_TASK INSTRUCTIONS_
Copy the lines word for word, starting with the one containing "Q: For every instance of the orange-brown" and continuing to the end, with both ends included.

[Source data]
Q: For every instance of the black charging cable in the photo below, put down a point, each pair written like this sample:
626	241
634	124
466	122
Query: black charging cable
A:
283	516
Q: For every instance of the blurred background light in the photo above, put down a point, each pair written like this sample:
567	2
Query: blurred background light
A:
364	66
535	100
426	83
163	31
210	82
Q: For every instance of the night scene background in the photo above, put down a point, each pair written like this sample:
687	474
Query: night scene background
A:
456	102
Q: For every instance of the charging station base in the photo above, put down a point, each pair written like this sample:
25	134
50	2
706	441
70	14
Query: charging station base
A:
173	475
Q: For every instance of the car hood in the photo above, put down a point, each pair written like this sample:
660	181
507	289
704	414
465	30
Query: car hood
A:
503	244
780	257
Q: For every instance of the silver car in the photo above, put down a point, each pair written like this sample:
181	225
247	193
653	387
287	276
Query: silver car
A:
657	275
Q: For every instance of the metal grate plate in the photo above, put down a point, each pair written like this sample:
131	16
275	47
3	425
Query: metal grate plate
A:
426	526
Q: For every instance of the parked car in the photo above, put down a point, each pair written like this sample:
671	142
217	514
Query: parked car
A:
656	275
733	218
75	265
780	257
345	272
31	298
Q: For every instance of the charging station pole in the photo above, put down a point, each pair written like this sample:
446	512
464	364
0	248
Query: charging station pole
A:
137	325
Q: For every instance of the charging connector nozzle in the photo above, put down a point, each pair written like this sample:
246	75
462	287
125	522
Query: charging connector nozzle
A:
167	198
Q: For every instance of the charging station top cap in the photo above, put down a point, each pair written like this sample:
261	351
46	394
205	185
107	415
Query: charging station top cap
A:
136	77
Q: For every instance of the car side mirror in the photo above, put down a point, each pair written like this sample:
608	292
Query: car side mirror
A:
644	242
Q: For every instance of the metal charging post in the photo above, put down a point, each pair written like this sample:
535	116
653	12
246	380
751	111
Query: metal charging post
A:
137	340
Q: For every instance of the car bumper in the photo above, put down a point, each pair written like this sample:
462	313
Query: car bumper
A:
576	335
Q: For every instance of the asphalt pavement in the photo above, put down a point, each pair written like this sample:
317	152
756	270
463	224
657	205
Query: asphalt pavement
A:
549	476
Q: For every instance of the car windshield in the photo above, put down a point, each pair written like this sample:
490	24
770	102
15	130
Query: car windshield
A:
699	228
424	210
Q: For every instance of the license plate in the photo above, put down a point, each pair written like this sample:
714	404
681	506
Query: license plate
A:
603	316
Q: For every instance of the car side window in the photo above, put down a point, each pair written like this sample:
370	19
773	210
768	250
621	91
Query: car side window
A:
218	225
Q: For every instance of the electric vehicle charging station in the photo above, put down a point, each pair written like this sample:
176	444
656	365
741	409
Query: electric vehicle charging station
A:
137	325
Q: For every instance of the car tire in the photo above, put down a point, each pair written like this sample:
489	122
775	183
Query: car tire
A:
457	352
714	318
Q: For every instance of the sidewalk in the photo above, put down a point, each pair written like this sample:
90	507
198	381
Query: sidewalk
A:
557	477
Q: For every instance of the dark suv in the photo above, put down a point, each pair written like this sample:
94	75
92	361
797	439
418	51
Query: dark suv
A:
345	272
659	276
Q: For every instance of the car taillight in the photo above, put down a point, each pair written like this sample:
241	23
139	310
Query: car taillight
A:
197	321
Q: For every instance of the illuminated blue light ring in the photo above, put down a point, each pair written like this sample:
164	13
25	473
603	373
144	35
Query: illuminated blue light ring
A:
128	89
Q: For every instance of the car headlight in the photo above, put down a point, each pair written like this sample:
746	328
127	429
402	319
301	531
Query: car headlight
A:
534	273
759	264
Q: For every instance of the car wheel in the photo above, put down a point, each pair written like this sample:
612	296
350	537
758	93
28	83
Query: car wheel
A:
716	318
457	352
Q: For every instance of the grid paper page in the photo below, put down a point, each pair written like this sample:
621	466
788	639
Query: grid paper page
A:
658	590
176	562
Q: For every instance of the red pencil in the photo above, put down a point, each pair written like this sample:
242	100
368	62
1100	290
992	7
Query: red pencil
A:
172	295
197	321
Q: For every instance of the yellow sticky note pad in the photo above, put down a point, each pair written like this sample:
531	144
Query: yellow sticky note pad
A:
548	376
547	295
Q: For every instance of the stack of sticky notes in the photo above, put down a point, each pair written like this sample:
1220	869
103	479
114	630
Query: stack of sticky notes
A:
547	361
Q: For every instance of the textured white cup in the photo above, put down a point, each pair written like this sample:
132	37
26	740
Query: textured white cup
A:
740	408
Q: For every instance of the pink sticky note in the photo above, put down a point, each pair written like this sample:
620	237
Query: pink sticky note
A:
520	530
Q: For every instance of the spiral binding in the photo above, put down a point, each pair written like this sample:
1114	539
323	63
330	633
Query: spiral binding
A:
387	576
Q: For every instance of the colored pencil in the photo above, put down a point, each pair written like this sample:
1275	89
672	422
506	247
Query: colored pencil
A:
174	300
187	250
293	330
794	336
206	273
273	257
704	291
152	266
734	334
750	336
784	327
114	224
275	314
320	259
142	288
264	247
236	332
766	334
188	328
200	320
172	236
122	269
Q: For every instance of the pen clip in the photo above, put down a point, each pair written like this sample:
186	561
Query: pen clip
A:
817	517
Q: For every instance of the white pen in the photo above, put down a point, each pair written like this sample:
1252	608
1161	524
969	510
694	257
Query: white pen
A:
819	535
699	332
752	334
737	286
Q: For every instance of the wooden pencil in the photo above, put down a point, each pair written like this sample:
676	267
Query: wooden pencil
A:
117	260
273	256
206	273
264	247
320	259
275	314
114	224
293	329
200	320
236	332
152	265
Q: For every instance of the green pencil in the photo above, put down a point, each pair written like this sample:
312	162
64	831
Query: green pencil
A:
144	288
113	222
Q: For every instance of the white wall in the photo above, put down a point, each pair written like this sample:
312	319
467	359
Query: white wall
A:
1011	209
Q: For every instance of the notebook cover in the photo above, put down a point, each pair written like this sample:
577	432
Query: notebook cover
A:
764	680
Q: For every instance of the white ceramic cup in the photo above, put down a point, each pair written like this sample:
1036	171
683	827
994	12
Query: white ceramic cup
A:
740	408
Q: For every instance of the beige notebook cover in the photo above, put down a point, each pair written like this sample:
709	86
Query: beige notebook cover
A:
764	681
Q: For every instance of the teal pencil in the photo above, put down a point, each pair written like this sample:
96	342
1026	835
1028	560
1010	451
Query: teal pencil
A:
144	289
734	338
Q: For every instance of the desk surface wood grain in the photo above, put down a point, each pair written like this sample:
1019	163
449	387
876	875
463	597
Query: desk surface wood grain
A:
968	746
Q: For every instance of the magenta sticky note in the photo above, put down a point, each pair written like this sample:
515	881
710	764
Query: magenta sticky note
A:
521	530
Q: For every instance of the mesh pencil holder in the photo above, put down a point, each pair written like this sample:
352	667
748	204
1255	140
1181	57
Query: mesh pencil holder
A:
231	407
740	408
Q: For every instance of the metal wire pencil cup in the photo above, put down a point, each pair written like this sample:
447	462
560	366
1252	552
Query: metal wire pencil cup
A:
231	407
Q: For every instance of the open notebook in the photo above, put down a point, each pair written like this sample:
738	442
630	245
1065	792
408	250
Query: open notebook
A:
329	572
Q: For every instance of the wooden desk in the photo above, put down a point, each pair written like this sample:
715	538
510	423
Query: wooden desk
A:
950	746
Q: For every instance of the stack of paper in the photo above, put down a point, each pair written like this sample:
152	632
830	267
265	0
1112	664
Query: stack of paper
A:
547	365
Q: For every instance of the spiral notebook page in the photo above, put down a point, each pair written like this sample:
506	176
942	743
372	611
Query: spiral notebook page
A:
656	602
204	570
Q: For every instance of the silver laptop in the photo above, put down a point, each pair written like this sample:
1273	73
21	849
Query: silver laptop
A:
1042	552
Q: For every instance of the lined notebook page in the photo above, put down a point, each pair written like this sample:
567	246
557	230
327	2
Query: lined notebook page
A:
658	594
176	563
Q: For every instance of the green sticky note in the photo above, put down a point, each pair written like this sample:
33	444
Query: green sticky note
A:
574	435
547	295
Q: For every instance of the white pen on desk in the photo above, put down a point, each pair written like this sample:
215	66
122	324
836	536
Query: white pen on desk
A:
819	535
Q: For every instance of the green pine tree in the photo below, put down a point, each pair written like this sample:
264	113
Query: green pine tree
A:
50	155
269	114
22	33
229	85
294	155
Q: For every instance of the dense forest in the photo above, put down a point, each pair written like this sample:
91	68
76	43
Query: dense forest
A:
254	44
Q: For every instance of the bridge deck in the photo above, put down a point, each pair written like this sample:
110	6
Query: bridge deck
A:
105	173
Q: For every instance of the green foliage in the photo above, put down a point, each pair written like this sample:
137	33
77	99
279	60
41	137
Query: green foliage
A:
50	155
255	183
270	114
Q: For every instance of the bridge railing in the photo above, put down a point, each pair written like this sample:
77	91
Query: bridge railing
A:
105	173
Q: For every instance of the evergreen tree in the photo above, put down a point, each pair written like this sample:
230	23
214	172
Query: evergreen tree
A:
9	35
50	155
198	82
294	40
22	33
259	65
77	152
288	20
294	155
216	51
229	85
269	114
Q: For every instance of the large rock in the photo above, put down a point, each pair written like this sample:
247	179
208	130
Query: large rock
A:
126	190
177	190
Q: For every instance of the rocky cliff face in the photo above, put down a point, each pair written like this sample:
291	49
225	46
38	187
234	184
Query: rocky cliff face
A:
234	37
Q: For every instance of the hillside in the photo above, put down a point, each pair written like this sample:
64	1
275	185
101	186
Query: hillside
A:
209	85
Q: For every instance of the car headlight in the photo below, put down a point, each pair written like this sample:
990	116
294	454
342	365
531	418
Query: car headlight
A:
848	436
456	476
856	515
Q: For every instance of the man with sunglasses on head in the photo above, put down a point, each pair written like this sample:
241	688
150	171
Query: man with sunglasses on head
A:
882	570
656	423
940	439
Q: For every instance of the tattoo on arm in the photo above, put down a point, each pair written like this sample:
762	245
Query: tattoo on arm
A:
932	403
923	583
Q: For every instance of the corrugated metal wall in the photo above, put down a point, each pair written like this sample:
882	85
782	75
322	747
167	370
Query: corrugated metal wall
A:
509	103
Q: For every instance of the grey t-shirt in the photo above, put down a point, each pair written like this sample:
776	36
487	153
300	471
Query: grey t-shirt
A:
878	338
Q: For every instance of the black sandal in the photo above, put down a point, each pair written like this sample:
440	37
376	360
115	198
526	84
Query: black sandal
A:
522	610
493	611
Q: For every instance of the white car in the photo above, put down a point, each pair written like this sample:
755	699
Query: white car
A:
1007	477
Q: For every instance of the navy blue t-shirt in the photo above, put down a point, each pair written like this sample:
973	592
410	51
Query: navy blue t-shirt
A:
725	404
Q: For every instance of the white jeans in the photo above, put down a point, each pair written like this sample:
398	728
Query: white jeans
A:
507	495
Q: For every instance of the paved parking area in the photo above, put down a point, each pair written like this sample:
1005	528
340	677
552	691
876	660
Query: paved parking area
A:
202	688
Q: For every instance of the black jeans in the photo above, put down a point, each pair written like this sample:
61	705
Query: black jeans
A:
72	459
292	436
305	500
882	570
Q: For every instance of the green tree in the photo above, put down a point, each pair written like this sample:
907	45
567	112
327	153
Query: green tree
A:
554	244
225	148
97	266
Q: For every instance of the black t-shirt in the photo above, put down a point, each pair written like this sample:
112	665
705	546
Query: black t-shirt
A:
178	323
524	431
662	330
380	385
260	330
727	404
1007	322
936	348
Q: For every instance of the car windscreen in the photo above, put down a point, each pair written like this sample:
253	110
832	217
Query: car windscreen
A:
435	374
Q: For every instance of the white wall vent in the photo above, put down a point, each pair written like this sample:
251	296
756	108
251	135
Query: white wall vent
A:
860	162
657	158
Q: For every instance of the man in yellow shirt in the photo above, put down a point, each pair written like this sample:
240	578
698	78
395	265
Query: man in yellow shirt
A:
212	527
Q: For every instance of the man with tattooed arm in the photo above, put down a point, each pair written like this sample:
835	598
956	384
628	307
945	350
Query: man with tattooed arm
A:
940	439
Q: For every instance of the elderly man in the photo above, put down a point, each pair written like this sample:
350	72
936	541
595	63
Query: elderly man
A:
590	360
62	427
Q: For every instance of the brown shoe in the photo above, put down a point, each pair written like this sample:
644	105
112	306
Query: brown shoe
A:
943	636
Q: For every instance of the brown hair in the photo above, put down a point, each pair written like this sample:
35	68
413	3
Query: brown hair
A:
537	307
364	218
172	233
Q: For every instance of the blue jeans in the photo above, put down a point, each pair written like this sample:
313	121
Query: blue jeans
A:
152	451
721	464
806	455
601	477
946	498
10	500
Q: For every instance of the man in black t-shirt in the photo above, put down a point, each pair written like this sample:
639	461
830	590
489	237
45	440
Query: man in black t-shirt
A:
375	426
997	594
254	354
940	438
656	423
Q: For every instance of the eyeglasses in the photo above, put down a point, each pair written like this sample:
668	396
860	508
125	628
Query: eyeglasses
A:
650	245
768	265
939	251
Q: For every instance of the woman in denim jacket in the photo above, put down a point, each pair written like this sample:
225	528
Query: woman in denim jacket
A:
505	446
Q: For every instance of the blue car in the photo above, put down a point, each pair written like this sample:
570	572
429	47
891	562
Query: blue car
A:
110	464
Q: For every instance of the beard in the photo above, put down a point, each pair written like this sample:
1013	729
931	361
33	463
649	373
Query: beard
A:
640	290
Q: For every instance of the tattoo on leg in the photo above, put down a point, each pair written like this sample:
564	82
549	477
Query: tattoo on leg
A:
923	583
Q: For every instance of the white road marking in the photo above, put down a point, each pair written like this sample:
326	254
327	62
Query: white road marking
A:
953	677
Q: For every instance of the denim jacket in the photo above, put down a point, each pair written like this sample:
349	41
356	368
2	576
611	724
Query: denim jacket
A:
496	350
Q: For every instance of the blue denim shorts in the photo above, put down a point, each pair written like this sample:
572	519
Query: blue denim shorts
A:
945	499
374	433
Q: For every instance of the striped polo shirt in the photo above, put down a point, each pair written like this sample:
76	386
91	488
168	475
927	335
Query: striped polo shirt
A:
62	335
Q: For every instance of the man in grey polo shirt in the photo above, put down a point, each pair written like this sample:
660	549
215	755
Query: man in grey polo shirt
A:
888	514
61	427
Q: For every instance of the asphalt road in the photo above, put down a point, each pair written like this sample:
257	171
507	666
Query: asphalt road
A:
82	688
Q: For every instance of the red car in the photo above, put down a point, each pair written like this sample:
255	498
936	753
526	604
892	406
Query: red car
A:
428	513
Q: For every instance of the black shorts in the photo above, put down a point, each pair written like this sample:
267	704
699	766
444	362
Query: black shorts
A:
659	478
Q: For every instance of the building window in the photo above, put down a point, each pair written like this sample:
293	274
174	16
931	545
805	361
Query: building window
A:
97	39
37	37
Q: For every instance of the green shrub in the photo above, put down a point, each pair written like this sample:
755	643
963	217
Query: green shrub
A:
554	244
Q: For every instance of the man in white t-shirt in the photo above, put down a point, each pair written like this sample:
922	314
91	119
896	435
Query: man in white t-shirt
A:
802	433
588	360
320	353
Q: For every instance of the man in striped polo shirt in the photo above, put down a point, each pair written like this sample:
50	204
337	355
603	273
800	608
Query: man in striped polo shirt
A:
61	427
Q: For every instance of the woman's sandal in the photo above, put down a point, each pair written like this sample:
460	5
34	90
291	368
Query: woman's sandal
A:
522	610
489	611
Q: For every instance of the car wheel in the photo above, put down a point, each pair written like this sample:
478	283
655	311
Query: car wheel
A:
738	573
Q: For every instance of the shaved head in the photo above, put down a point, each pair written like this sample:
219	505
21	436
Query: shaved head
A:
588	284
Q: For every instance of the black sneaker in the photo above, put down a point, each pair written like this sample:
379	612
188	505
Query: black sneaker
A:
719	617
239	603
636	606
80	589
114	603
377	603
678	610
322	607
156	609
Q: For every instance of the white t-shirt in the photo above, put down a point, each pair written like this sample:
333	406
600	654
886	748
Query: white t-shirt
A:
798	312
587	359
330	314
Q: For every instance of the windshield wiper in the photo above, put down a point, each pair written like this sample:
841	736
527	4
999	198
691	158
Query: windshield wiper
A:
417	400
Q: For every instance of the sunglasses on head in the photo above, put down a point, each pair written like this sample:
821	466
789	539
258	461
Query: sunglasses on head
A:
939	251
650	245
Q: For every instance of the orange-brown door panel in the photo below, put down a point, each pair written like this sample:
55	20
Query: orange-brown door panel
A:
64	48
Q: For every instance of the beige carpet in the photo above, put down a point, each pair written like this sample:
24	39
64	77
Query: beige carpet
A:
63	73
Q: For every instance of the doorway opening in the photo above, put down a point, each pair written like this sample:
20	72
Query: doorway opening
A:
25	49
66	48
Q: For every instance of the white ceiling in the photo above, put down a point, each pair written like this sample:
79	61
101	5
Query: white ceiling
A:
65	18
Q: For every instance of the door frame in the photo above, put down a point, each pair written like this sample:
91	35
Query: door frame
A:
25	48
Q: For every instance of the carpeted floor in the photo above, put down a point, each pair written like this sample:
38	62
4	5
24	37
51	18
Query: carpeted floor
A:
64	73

_ANSWER IN FULL_
Q: For every instance of the orange-brown door panel in the photo below, put down a point, each pair written like this sample:
55	20
Query: orange-brown door panel
A:
64	48
Q: For every instance of the beige carpet in the photo above, put down a point, each pair written like this sample:
24	39
64	77
Query: beige carpet
A:
63	73
Q: For every instance of the doorway opening in the photo above, put down a point, each pair written like this sample:
20	72
Query: doorway opening
A:
25	49
66	48
Q: For every instance of the white ceiling in the photo above, put down a point, each pair written like this sample:
79	61
101	5
Query: white ceiling
A:
65	18
Q: For every instance of the door frame in the photo above, put down a point, each pair written like this sample:
91	35
Query: door frame
A:
25	48
Q: For every instance of the carpeted floor in the photo above, put down a point, each pair written like this sample:
38	62
4	5
24	37
51	18
Query: carpeted floor
A:
64	73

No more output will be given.